■ Directions for this task
Below are entries to return in full. Keep each one exact.

■ Data provided

=== Begin Enclosure ===

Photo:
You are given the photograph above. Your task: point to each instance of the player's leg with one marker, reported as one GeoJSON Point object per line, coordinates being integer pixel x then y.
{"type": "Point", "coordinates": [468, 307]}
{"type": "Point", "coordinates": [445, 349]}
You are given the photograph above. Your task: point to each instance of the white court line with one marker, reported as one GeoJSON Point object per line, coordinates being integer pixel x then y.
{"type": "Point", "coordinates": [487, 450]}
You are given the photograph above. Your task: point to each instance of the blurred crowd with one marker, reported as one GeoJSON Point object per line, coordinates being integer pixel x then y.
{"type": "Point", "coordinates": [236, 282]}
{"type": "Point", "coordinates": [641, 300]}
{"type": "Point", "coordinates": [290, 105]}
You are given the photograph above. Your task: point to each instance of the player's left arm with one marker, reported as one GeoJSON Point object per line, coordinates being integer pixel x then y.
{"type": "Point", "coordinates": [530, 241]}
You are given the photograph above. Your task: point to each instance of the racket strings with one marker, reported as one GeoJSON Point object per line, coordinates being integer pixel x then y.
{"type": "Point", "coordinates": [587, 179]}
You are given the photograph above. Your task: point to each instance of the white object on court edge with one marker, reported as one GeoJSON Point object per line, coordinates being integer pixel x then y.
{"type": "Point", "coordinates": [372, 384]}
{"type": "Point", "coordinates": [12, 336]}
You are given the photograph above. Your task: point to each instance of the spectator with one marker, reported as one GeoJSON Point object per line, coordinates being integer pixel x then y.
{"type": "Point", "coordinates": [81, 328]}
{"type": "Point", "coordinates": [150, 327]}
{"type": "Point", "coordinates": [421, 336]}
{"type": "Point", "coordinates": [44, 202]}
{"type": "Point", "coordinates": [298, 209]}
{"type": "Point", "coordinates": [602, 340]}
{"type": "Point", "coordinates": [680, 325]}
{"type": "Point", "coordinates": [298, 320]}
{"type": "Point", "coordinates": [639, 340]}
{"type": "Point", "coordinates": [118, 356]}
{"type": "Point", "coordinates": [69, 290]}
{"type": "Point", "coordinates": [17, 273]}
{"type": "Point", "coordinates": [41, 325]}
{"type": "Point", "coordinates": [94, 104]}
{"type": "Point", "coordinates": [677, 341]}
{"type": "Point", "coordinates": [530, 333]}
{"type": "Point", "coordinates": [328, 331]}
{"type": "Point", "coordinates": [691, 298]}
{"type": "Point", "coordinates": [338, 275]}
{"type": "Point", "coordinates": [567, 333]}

=== End Enclosure ===

■ Answer space
Photo:
You are given the photograph above. Your task: point to each instance of the player's leg with one marker, reported as one GeoJSON Point object per line, coordinates being integer pixel x then y.
{"type": "Point", "coordinates": [468, 307]}
{"type": "Point", "coordinates": [445, 349]}
You are given the photograph above. Your task: point to each instance of the white court line with one marker, reported as one GeoJSON Point object per line, coordinates being integer pixel x then y.
{"type": "Point", "coordinates": [487, 450]}
You are given the photograph above. Your task: point to each instance of the blurred crowd with one marker, reported as one GeoJSON Point object per line, coordinates being integer pixel x then y.
{"type": "Point", "coordinates": [236, 282]}
{"type": "Point", "coordinates": [641, 300]}
{"type": "Point", "coordinates": [290, 105]}
You are given the photograph above. Your task: point to each instance of the player's left arm with one marker, reported as one GeoJSON Point object per line, coordinates being integer pixel x then y.
{"type": "Point", "coordinates": [530, 241]}
You are given the photograph above. Your task: point to each instance of the racket strings with one marker, reported as one GeoJSON Point object per line, coordinates being integer pixel x then y.
{"type": "Point", "coordinates": [587, 179]}
You are given the photograph above. Your task: point to each instance of the white object on court edge with one marker, reported as one GeoJSON Point object per line, coordinates being integer pixel x then y.
{"type": "Point", "coordinates": [372, 384]}
{"type": "Point", "coordinates": [12, 336]}
You are given the photograph above. Your task: point to each instance of the spectator with one marker, reported as one GeoJSON Point object per line, coordinates being integer pixel x then y.
{"type": "Point", "coordinates": [81, 328]}
{"type": "Point", "coordinates": [150, 327]}
{"type": "Point", "coordinates": [421, 336]}
{"type": "Point", "coordinates": [44, 202]}
{"type": "Point", "coordinates": [298, 209]}
{"type": "Point", "coordinates": [602, 340]}
{"type": "Point", "coordinates": [680, 325]}
{"type": "Point", "coordinates": [298, 320]}
{"type": "Point", "coordinates": [639, 340]}
{"type": "Point", "coordinates": [118, 356]}
{"type": "Point", "coordinates": [69, 290]}
{"type": "Point", "coordinates": [17, 273]}
{"type": "Point", "coordinates": [41, 325]}
{"type": "Point", "coordinates": [94, 104]}
{"type": "Point", "coordinates": [677, 341]}
{"type": "Point", "coordinates": [530, 333]}
{"type": "Point", "coordinates": [328, 331]}
{"type": "Point", "coordinates": [691, 298]}
{"type": "Point", "coordinates": [338, 275]}
{"type": "Point", "coordinates": [567, 333]}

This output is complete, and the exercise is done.